[[ Records provided open ]]

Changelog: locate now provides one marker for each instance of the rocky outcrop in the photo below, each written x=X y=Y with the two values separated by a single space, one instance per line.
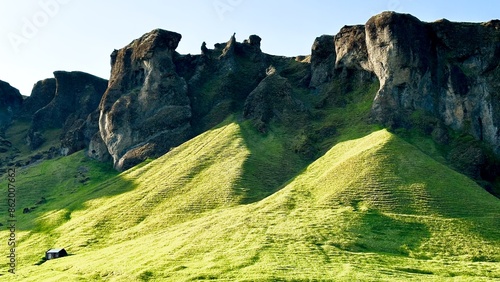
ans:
x=42 y=94
x=323 y=59
x=223 y=77
x=145 y=110
x=429 y=67
x=10 y=104
x=350 y=48
x=77 y=94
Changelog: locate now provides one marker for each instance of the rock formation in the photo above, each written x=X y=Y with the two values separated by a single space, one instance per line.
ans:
x=42 y=94
x=10 y=104
x=145 y=110
x=77 y=94
x=272 y=99
x=157 y=99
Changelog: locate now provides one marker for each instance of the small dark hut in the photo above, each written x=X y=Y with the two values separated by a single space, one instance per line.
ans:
x=55 y=253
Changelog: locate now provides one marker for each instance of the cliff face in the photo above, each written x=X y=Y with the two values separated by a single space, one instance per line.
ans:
x=447 y=70
x=10 y=103
x=157 y=99
x=75 y=96
x=145 y=109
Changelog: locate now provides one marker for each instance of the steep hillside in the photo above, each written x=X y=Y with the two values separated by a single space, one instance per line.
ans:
x=362 y=211
x=371 y=159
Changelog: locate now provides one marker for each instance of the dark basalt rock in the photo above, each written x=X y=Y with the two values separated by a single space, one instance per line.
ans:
x=10 y=104
x=145 y=110
x=42 y=94
x=77 y=95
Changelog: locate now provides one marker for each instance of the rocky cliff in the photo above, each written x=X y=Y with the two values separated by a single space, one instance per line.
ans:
x=10 y=104
x=446 y=70
x=71 y=97
x=441 y=76
x=145 y=110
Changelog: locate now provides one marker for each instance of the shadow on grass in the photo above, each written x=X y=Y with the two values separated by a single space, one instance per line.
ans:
x=59 y=187
x=376 y=232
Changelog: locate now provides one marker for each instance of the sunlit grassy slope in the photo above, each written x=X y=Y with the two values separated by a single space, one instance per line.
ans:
x=370 y=209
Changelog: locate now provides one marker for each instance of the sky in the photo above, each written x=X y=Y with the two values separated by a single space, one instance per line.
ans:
x=38 y=37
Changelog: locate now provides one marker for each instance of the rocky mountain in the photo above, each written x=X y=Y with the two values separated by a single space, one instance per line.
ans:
x=10 y=103
x=440 y=77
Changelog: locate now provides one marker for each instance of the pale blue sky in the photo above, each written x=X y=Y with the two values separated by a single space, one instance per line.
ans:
x=38 y=37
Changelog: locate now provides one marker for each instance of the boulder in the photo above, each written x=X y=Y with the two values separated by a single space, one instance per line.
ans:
x=145 y=110
x=10 y=104
x=272 y=98
x=42 y=94
x=77 y=95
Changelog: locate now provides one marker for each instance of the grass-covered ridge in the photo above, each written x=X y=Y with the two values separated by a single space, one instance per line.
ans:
x=374 y=208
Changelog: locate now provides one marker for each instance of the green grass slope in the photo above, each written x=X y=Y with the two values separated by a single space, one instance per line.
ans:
x=370 y=209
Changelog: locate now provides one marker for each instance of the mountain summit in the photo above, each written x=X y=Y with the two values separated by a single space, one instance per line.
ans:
x=376 y=157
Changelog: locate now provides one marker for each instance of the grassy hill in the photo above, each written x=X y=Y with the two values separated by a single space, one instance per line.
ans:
x=235 y=205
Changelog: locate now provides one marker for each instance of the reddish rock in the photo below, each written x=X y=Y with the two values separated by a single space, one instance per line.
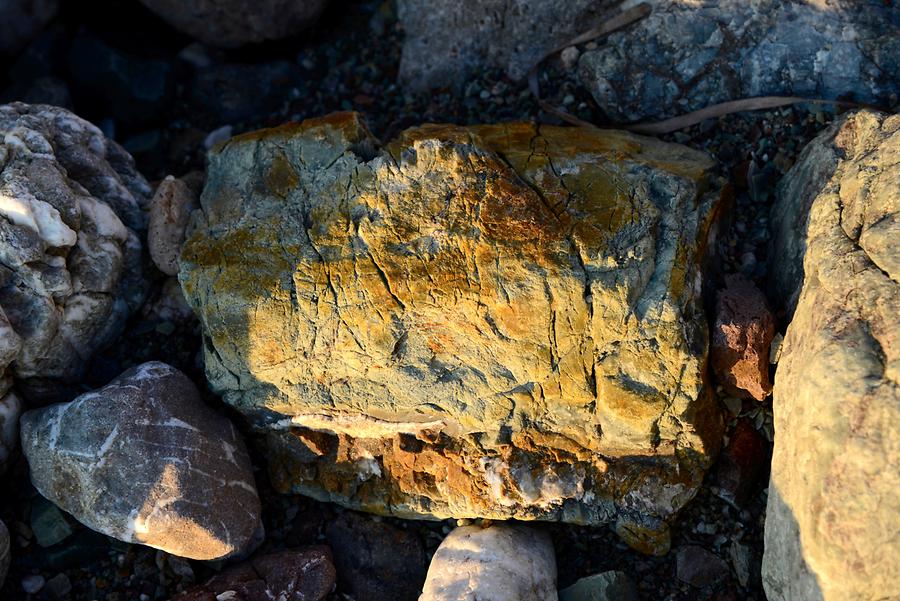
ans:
x=742 y=466
x=742 y=334
x=304 y=574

[[ Records provided closed ]]

Problem. Show all lines in the entries above where the word "slope" appears.

Finished exercise.
Changelog: locate now provides one marker for each instance of the sunlit grassy slope in the photo above, each written x=X y=Y with the two values separated by a single space, one instance per line.
Changelog: locate now provides one marker for each instance of the green grass slope in the photo above, each written x=X y=Y with the two values separated by a single space, one instance per line.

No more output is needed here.